*SUPPLIED PASSAGE*:
┏━━

The southern segment of the line, which was chartered as the Florence Railroad by the South Carolina General Assembly in 1882 opened in 1888. It ran from the Wilmington and Manchester Railroad from Pee Dee (east of Florence) north to the North Carolina/South Carolina border near Rowland, North Carolina. Some of the right of way near the north end of this segment was provided by J.W. Dillon in exchange for the railroad building a depot in Dillon, his namesake town.

The final segment to be built was the middle section from Rowland to Fayetteville which opened in 1892. The line was successful and would shorten the distance of the Atlantic Coast Line route by 61 miles.

By 1899, the line, along with the Wilmington and Weldon Railroad and the Wilmington and Manchester Railroad were formally merged into the Atlantic Coast Line Railroad. The Fayetteville Cutoff would remain part of the Atlantic Coast Line's main line. Through various mergers, the Atlantic Coast Line Railroad became part of CSX Transportation by 1986. The line is still operating today and is part of CSX's A Line (South End Subdivision).

┗━━

*INFORMATION PROVIDED*:
┏━━

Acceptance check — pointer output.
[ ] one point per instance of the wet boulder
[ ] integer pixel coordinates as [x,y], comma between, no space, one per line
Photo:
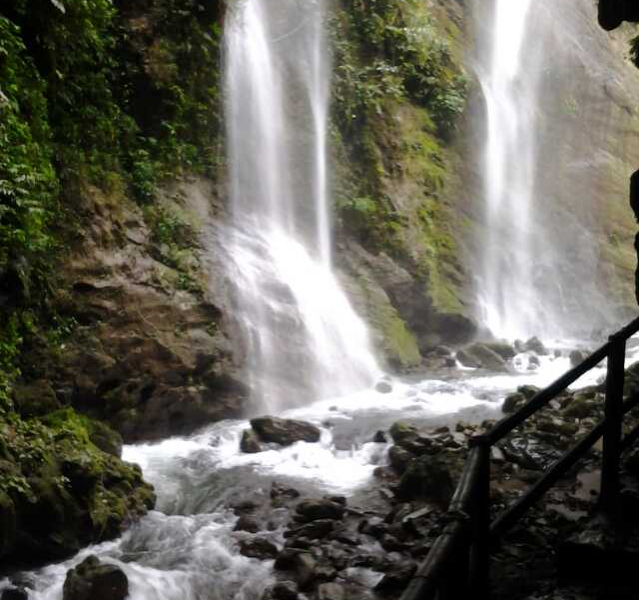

┗━━

*AIM*:
Reproduce the Fayetteville Cutoff passage word for word, in full.

*REPLY*:
The southern segment of the line, which was chartered as the Florence Railroad by the South Carolina General Assembly in 1882 opened in 1888. It ran from the Wilmington and Manchester Railroad from Pee Dee (east of Florence) north to the North Carolina/South Carolina border near Rowland, North Carolina. Some of the right of way near the north end of this segment was provided by J.W. Dillon in exchange for the railroad building a depot in Dillon, his namesake town.

The final segment to be built was the middle section from Rowland to Fayetteville which opened in 1892. The line was successful and would shorten the distance of the Atlantic Coast Line route by 61 miles.

By 1899, the line, along with the Wilmington and Weldon Railroad and the Wilmington and Manchester Railroad were formally merged into the Atlantic Coast Line Railroad. The Fayetteville Cutoff would remain part of the Atlantic Coast Line's main line. Through various mergers, the Atlantic Coast Line Railroad became part of CSX Transportation by 1986. The line is still operating today and is part of CSX's A Line (South End Subdivision).